___ TEXT SHOWN ___

In Washington state:

  • Othram has identified two more unidentified bodies: they are Blaine Has Tricks, who disappeared in 1977, and Alice Lou Williams, who disappeared in 1981. I know with Alice they got some help from the Charley Project; I know because the guy who owns Othram told me so.

In Canada:

  • They’re still looking for Vernon George Martin, who disappeared in 2009 after a fire at the airport hangar he co-owned. He could be missing or he could be on the run, as he’s wanted for sex offenses.

In New Zealand:

In the UK:

  • The father of Claudia Lawrence, who disappeared in 2009, died in February, and in his will he left £10,000 to a charity for missing persons.
  • They found Michael Anthony Lynch, a man who had been missing for 20 years. It appears he drove his car into Lough Erne, near Corradillar Quay, in Northern Ireland.

MP of the week: Tavish Sutton

This week’s featured missing person is Tavish Sutton, missing from Atlanta, Georgia since March 9, 1993. He was abducted from a hospital at the age of one month (less one day), while admitted for minor surgery. There are two possible suspects in the case, neither of whom have been identified.

___ SUPPLIED RECORDS ___

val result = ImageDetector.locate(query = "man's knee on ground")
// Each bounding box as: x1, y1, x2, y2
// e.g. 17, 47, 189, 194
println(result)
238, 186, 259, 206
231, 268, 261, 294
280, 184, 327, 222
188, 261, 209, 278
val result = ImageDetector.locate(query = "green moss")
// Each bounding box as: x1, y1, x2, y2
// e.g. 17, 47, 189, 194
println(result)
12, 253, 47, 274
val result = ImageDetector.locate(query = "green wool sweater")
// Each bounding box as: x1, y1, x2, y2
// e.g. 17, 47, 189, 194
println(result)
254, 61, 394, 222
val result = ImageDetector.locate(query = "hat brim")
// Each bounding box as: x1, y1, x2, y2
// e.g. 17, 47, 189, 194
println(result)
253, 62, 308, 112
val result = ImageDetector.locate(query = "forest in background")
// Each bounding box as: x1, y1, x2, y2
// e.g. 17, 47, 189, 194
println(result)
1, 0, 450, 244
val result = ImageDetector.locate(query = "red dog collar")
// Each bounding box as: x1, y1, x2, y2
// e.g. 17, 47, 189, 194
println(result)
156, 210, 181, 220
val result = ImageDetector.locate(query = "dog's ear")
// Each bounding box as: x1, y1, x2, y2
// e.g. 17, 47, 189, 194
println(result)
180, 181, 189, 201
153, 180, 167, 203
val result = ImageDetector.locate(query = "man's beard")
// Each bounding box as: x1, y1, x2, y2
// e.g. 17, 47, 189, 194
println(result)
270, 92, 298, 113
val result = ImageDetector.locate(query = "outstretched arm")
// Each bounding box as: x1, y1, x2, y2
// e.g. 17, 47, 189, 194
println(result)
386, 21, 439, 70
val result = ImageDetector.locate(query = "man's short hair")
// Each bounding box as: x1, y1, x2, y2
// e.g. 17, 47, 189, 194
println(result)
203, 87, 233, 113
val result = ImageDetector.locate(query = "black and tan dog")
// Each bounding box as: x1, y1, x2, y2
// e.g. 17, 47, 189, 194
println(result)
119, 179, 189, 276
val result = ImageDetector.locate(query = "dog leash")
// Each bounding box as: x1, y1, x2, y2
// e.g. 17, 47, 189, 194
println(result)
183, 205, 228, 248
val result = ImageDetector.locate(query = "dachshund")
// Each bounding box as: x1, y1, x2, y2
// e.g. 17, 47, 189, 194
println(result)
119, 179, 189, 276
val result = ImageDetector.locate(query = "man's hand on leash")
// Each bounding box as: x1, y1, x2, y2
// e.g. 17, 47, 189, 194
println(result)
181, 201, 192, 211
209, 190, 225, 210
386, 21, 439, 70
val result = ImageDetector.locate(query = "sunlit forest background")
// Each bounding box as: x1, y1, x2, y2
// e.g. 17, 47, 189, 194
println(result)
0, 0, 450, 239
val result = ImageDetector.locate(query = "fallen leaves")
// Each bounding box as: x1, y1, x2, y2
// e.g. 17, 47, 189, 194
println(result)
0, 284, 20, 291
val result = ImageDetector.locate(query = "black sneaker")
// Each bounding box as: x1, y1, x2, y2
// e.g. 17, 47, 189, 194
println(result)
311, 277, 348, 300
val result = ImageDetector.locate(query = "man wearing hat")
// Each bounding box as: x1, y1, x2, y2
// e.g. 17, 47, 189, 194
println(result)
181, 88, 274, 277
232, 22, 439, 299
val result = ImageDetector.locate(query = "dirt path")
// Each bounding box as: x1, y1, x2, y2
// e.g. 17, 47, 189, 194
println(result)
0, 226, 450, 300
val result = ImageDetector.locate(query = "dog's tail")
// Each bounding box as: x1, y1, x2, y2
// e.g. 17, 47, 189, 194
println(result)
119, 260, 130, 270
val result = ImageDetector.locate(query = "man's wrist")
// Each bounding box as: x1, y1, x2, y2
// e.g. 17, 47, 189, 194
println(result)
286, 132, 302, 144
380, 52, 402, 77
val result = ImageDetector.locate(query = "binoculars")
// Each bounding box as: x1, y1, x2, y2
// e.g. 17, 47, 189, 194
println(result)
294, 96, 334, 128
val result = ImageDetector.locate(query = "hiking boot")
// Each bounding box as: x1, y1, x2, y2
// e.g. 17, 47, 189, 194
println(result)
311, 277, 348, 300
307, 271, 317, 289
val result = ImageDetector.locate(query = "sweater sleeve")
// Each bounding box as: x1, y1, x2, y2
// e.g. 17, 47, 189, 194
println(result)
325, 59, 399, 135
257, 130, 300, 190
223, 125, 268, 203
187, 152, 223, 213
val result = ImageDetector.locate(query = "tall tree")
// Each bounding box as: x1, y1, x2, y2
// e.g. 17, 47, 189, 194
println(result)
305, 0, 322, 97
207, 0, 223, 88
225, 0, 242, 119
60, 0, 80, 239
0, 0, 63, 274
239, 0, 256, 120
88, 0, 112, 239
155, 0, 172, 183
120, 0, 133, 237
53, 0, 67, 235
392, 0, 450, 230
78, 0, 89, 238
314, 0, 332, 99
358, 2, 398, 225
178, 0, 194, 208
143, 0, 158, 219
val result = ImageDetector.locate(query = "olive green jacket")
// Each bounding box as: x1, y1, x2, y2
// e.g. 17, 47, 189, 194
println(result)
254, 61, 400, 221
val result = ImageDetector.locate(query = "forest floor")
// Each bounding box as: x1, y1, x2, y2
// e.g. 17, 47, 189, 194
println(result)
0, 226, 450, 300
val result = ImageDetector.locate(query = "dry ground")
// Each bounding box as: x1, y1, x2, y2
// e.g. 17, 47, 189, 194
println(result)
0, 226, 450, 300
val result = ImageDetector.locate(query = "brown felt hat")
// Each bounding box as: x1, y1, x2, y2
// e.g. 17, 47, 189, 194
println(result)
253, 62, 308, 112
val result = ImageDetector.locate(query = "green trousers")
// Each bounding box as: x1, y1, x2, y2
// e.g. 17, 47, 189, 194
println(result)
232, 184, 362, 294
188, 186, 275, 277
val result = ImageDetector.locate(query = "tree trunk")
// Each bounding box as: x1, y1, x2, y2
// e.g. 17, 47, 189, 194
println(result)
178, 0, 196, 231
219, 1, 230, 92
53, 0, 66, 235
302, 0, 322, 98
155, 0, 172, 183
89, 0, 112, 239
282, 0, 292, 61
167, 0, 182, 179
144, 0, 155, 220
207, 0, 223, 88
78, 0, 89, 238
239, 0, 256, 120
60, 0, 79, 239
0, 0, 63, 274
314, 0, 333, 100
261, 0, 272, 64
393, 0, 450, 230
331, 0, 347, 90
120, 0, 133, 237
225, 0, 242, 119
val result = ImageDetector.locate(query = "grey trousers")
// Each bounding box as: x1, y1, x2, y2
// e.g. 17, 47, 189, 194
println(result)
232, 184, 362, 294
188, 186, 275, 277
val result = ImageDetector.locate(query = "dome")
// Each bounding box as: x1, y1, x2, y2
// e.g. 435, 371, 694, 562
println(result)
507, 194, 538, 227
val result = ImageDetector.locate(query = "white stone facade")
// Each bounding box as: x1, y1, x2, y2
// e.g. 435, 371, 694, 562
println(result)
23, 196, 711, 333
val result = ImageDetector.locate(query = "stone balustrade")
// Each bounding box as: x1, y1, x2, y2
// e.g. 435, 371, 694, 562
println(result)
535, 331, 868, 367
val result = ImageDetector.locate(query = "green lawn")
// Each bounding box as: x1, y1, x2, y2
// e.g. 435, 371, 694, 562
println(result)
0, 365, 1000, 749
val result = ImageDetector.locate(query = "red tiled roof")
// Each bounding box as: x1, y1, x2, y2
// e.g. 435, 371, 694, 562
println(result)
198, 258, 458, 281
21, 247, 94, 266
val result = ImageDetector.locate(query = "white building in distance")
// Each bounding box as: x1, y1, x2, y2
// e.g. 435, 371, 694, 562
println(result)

___

Decide whether each statement below agrees with the missing-persons roundup, answering yes or no and quoting the words from it that settle the matter. (a) Claudia Lawrence's father left £10,000 in his will to a charity for missing persons. (b) Tavish Sutton was abducted from his home in Atlanta. (c) Michael Anthony Lynch had been missing for 10 years when he was found.

(a) Yes: "in his will he left £10,000 to a charity for missing persons."
(b) No: "He was abducted from a hospital at the age of one month (less one day)."
(c) No: "a man who had been missing for 20 years."